■ **Reading passage**
## Start

Pastors appeared in all these Churches very early after their organization, and the Hebrew Christians called them presbyters (elders) while the Gentile Churches called them bishops (overseers), the terms being interchangeable. The leaders or rulers of the synagogue were called presbyters, but they were not prototypes of the Christian presbyters, for there was next to nothing in common between the two. The synagogue could in no sense become the pattern of the Christian congregation, which was constituted for a different purpose, and demanded that freer and more independent form, which was in harmony with the genius of Christs more generous teaching.
Every one knew what parties were referred to in the Christian congregation when its elders were spoken of. But the Gentiles, who were not familiar with the peculiarity of Jewish titles and institutions, could not so well come to a knowledge of this spiritual office by the use of the word, when standing alone and unexplained. To them, the term elder expressed age, but little of fitness or rank. Another term was in use amongst the Greeks which exactly expressed the duties of the Christian presbyter, namely, the word episkopoi, overseer. With them, this was purely a civil and secular name, which was used in private associations, or in municipal and magisterial bodies. The superintendents of finance, of workmen, the inspectors of bread and produce, and the overseers of public affairs generally, were designated by this term. In fact, all persons who had oversight of affairs, either public or private, were known as bishops. For this reason the same class of men who were known as elders in the Jewish-Christian Churches, were called bishops, or overseers, in the Gentile Churches.

## End

■ **What this exercise asks**
**A.** In the passage on presbyters and bishops, condense the paragraph beginning "Every one knew what parties" into a bulleted list that keeps its main facts.
**B.** Translate this sentence from the passage on presbyters and bishops into Spanish: "To them, the term elder expressed age, but little of fitness or rank."

■ **Records provided**

## Start

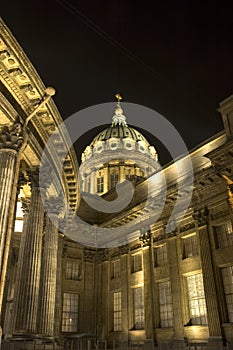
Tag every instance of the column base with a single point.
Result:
(179, 344)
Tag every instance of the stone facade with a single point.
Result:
(167, 288)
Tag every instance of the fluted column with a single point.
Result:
(176, 291)
(208, 276)
(20, 270)
(26, 318)
(11, 139)
(49, 268)
(148, 285)
(58, 303)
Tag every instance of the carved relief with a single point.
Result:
(12, 136)
(145, 238)
(201, 216)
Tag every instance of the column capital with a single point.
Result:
(21, 181)
(39, 177)
(25, 205)
(54, 206)
(145, 238)
(12, 136)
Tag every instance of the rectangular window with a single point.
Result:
(165, 304)
(196, 297)
(70, 312)
(73, 270)
(227, 276)
(190, 246)
(116, 268)
(224, 234)
(160, 255)
(19, 218)
(113, 180)
(136, 262)
(138, 299)
(117, 312)
(100, 184)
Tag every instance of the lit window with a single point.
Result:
(190, 246)
(138, 299)
(117, 312)
(115, 268)
(73, 270)
(224, 234)
(165, 304)
(19, 218)
(160, 254)
(227, 276)
(70, 312)
(114, 180)
(136, 262)
(100, 184)
(196, 298)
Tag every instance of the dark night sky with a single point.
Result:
(175, 57)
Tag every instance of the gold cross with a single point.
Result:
(118, 96)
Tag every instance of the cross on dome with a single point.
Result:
(119, 118)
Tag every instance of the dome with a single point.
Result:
(116, 154)
(119, 131)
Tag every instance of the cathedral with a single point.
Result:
(148, 288)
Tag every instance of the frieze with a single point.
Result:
(135, 246)
(201, 216)
(54, 205)
(89, 255)
(188, 226)
(12, 136)
(220, 214)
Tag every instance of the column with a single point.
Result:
(176, 290)
(124, 250)
(58, 303)
(49, 267)
(208, 276)
(148, 285)
(20, 271)
(26, 318)
(11, 139)
(93, 181)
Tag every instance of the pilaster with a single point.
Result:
(208, 276)
(175, 290)
(46, 315)
(145, 238)
(26, 318)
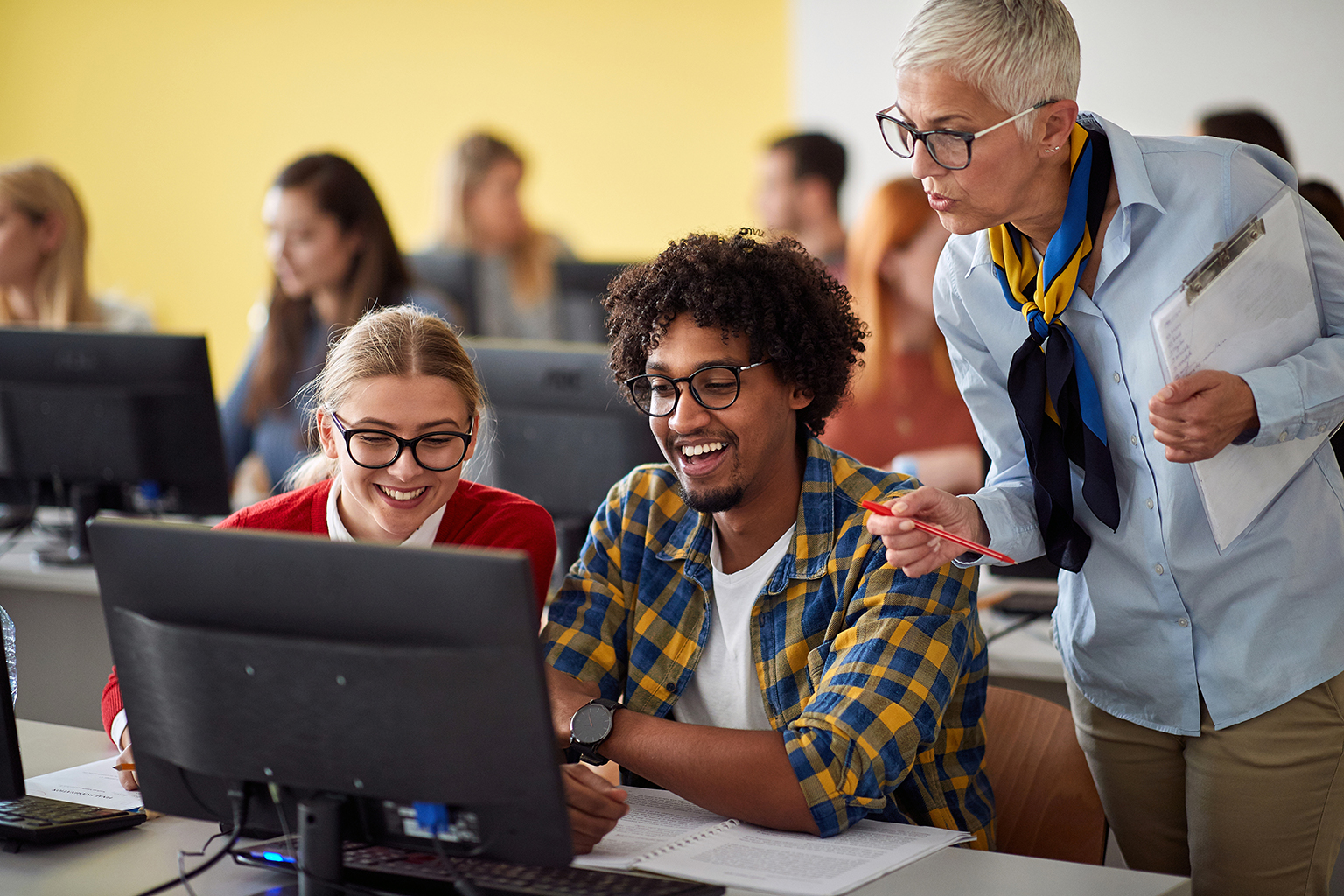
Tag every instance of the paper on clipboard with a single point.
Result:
(1250, 304)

## End

■ **Answers per task**
**A.**
- In the Christian congregation, everyone understood who was meant by its elders.
- Gentiles did not know Jewish titles and institutions. They could not easily understand the spiritual office from the word alone when it was unexplained.
- To them, "elder" conveyed age but little of fitness or rank.
- The Greeks used another word, episkopoi (overseer), which exactly expressed the duties of the Christian presbyter.
- Among the Greeks, this was purely a civil and secular title. It was used in private associations and in municipal and magisterial bodies for superintendents of finance and of workmen, inspectors of bread and produce, and overseers of public affairs.
- Anyone who oversaw public or private affairs was called a bishop.
- For this reason, the men called elders in the Jewish-Christian Churches were called bishops, or overseers, in the Gentile Churches.

**B.** Para ellos, el término «anciano» expresaba edad, pero poco de idoneidad o rango.